_課題 A_:
本文で、昭和中期に大規模な地盤沈下が顕在化した大都市圏として名前が挙がっている都市をすべて書き出しなさい。
_課題 B_:
本文中の「豊かな水資源の国と思われがちな日本だが、地下水の有限性とその過剰利用がもたらす問題は深刻である。」という一文を英語に訳しなさい。

_検討用本文_:

-=-=-

日本の水道料金は世界的に見ても安価な部類に入り、梅雨や台風シーズンには大規模な水害が頻発し、近年はゲリラ豪雨による浸水被害も増加しています。こうした状況から、「日本は水が豊富な国だ」という認識を持つ人は少なくありません。しかし、これは大きな誤解であり、特に地下水に関する現実を知れば、その考えが根本的に覆されるでしょう。日本が過去に経験した地下水の過剰利用問題は、そのリスクを明確に示しています。
豊かな水資源の国と思われがちな日本だが、地下水の有限性とその過剰利用がもたらす問題は深刻である。
地下水の過剰利用と過去の教訓
地下水の過剰利用は、かつて日本国内で深刻な社会問題を引き起こしました。昭和中期には、東京、大阪、名古屋といった大都市圏で大規模な地盤沈下が顕在化し、それに伴う湧水の枯渇や塩水の侵入といった問題が確認されました。これらは、主に工業用水や生活用水としての地下水の過剰な揚水が原因であり、そのリスクはすでに実証済みの歴史的な事実です。この記憶は、現代においてしばしば忘れ去られがちですが、地下水資源の持続可能性を考える上で極めて重要な教訓となります。

-=-=-

_提供項目_:
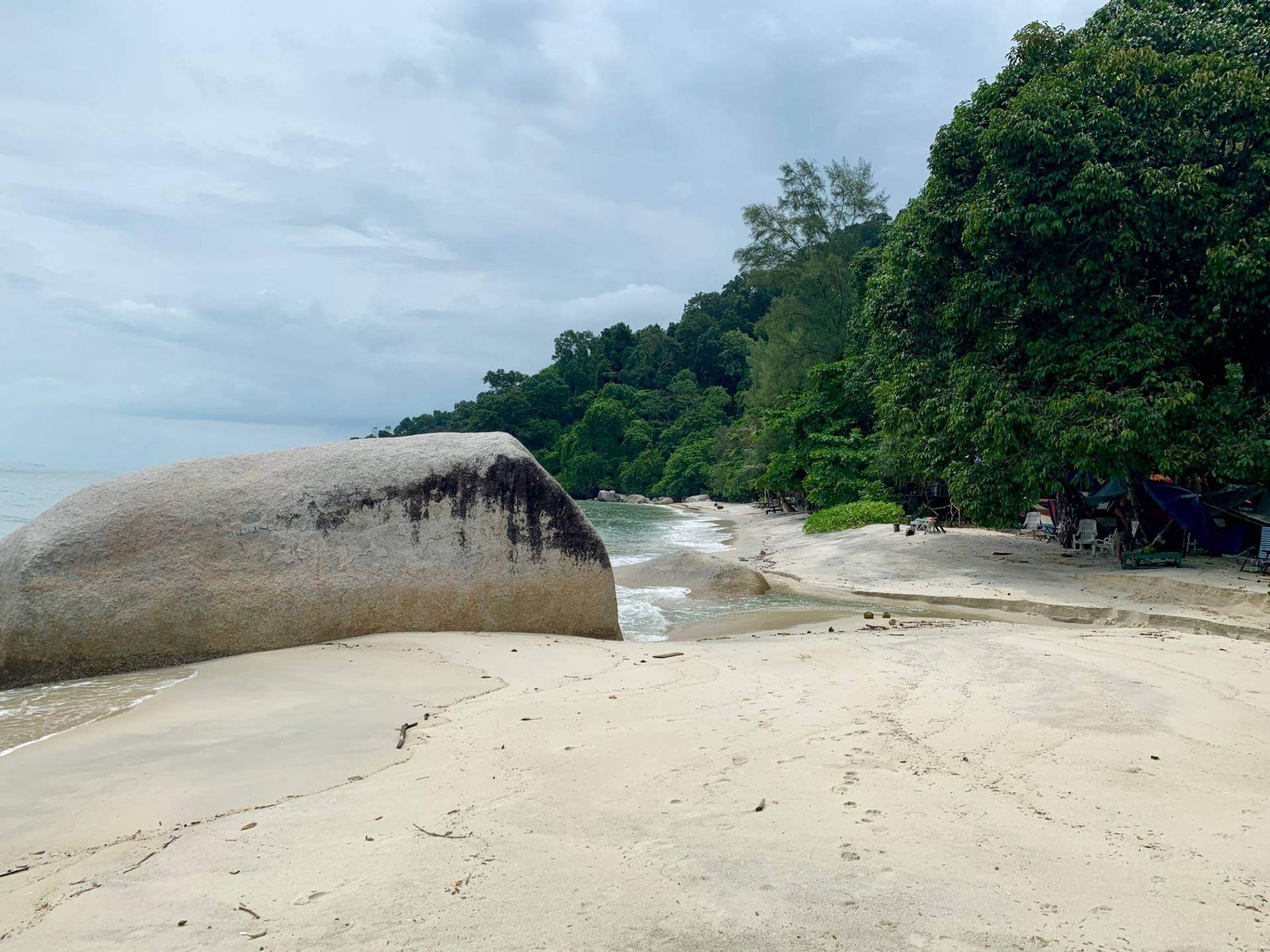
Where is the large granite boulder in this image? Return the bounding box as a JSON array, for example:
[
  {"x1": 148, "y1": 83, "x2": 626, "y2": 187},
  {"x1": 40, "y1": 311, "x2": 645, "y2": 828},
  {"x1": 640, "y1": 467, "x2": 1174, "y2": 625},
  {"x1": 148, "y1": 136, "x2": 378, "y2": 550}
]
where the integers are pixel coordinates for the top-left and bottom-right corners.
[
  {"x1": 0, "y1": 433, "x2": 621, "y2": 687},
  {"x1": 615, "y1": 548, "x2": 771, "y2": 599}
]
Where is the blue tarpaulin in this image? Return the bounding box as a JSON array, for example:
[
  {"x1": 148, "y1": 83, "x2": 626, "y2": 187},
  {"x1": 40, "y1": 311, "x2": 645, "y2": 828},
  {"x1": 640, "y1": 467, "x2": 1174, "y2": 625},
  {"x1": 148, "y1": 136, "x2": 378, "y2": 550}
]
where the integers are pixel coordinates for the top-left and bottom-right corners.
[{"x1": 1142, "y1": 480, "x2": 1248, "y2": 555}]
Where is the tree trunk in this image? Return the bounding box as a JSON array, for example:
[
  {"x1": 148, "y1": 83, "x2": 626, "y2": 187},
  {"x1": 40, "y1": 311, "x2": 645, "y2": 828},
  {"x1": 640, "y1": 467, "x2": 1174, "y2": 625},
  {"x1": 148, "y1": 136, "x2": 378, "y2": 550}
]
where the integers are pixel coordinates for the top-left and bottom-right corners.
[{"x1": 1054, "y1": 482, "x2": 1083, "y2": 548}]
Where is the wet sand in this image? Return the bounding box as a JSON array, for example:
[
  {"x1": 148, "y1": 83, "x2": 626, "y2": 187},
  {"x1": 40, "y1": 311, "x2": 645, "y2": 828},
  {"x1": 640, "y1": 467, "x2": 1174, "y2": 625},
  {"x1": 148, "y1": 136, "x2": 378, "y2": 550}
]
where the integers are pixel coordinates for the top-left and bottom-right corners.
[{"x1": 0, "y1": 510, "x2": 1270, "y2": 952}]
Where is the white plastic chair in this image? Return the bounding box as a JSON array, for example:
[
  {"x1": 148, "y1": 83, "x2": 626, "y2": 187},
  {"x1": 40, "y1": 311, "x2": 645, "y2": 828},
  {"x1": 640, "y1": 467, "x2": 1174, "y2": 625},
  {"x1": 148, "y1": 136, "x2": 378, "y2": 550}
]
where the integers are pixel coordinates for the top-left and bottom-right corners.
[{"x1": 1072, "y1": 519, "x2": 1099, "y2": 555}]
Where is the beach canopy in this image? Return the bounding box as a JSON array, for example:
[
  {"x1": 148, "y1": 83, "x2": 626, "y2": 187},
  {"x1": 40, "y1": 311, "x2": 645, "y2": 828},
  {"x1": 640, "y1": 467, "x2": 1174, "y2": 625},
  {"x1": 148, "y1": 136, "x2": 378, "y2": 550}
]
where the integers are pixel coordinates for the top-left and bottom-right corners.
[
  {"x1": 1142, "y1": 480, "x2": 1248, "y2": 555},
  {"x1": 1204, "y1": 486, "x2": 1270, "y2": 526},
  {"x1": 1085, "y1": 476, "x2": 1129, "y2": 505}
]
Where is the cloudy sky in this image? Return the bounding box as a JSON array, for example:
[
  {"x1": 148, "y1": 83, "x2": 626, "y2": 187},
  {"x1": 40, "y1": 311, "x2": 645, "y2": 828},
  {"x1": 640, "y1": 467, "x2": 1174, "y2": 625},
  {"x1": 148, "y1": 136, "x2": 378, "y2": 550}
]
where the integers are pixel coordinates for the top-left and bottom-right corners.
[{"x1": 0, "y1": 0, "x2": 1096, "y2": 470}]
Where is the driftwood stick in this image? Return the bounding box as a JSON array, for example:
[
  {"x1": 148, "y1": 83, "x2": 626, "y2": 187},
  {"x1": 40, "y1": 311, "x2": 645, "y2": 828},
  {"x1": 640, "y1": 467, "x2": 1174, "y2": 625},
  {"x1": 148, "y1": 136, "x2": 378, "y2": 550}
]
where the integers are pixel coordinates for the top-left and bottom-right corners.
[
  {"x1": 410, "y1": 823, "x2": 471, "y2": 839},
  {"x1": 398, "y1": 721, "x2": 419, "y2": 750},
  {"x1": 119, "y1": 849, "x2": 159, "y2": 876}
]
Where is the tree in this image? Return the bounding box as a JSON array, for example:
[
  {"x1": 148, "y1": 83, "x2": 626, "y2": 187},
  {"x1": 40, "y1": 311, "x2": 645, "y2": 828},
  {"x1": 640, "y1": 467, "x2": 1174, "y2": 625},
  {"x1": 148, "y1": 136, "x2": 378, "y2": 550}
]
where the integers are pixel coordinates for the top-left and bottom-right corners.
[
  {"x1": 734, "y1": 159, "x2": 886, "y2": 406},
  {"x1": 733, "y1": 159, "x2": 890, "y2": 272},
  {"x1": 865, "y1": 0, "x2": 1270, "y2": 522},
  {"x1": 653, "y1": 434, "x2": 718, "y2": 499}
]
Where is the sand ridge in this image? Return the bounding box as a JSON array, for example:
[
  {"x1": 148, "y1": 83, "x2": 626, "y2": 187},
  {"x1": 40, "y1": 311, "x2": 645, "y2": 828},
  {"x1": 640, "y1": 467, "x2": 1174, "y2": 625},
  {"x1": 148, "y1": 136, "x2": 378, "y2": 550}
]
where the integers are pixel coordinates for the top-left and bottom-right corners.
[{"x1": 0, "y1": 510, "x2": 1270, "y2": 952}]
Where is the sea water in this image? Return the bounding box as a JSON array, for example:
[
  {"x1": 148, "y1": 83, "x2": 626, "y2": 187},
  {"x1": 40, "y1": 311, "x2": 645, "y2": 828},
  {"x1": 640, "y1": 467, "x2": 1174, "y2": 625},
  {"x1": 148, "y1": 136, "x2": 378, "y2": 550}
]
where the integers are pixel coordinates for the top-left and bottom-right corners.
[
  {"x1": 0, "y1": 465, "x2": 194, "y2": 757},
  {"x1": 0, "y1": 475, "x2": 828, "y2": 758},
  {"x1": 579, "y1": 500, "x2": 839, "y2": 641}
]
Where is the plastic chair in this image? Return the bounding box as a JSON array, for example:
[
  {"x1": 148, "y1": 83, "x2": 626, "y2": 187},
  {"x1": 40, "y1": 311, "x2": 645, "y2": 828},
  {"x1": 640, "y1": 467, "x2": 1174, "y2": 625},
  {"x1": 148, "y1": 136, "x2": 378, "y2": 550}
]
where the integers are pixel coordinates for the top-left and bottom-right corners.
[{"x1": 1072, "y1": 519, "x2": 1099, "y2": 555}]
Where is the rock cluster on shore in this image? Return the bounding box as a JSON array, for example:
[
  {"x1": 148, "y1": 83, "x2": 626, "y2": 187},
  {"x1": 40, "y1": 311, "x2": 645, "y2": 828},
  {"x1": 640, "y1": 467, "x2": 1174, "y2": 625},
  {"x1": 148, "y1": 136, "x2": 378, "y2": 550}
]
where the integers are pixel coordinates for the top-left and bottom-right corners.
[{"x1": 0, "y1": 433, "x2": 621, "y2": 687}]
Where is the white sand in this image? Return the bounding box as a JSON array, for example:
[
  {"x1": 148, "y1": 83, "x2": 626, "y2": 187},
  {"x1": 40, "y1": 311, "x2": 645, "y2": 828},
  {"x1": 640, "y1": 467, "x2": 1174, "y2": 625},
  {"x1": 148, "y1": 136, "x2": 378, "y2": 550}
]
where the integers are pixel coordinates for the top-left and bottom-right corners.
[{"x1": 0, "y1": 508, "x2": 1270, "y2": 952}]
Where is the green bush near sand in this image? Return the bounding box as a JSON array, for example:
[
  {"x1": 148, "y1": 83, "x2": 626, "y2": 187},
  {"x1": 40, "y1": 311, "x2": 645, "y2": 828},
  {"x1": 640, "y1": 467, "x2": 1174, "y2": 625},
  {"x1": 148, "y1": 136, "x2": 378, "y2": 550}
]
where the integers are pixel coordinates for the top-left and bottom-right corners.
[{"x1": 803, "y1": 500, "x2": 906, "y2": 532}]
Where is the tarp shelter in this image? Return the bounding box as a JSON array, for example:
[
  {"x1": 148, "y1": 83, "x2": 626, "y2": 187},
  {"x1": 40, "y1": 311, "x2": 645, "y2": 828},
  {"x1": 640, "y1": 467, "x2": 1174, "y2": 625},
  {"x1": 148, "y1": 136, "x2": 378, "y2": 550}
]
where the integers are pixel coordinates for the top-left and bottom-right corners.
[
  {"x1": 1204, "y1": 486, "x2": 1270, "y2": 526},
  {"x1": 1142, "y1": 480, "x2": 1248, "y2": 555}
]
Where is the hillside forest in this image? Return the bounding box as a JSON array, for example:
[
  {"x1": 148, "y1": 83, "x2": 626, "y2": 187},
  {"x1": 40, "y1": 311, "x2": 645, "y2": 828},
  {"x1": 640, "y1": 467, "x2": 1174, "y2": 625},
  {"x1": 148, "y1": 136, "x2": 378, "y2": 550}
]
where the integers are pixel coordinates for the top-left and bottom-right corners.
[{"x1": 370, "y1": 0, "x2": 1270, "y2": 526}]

-=-=-

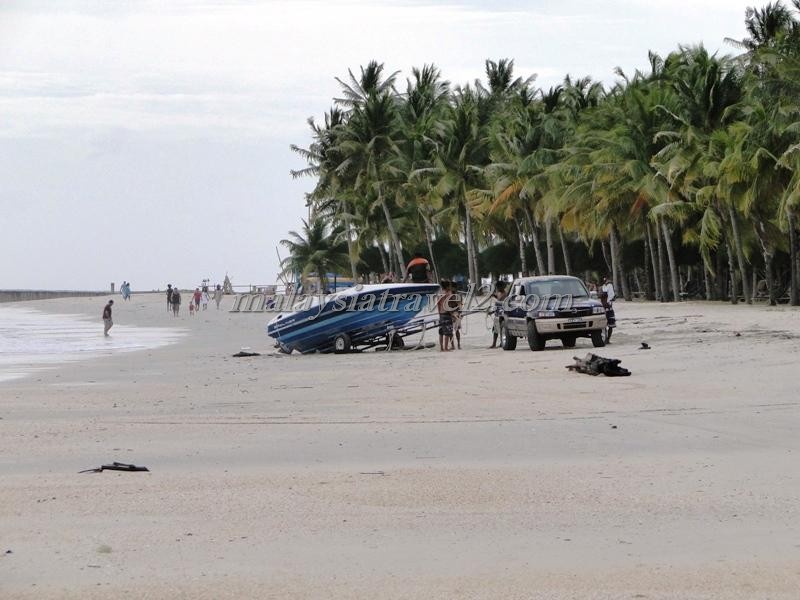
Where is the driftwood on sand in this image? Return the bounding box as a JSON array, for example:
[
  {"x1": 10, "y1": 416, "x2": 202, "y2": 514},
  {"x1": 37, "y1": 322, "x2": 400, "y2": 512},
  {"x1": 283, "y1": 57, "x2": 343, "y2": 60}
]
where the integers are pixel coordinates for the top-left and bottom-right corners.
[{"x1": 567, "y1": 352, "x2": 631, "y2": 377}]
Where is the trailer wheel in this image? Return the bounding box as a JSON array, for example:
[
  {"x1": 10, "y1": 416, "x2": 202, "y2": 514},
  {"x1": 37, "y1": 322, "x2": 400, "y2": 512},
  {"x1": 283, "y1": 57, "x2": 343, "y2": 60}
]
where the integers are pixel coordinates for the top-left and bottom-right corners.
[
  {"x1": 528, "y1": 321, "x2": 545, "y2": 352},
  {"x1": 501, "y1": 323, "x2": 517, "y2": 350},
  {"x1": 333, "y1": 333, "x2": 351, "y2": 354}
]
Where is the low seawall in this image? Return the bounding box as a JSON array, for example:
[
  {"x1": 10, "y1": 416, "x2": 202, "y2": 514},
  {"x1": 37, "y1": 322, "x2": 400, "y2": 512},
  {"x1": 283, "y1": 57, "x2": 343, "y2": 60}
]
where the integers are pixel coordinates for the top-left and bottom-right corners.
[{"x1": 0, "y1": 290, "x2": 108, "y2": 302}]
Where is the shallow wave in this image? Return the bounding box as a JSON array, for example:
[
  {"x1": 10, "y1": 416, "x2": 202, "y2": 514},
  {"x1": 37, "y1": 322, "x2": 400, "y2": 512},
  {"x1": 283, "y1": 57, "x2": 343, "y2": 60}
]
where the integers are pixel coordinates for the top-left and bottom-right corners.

-=-=-

_解答 A_:
東京、大阪、名古屋

_解答 B_:
Although Japan tends to be thought of as a country rich in water resources, the finite nature of groundwater and the problems brought about by its overuse are serious.